:: WHAT THE TASK REQUIRES ::
Render the records below as a Markdown table with two columns, Row and Line. Number each line in the Row column and skip blank lines.

:: TASK INPUT ::
[Start]

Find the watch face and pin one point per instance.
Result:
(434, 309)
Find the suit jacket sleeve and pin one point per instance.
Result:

[End]

:: PROBLEM SOLUTION ::
| Row | Line |
|---|---|
| 1 | Find the watch face and pin one point per instance. |
| 2 | Result: |
| 3 | (434, 309) |
| 4 | Find the suit jacket sleeve and pin one point per instance. |
| 5 | Result: |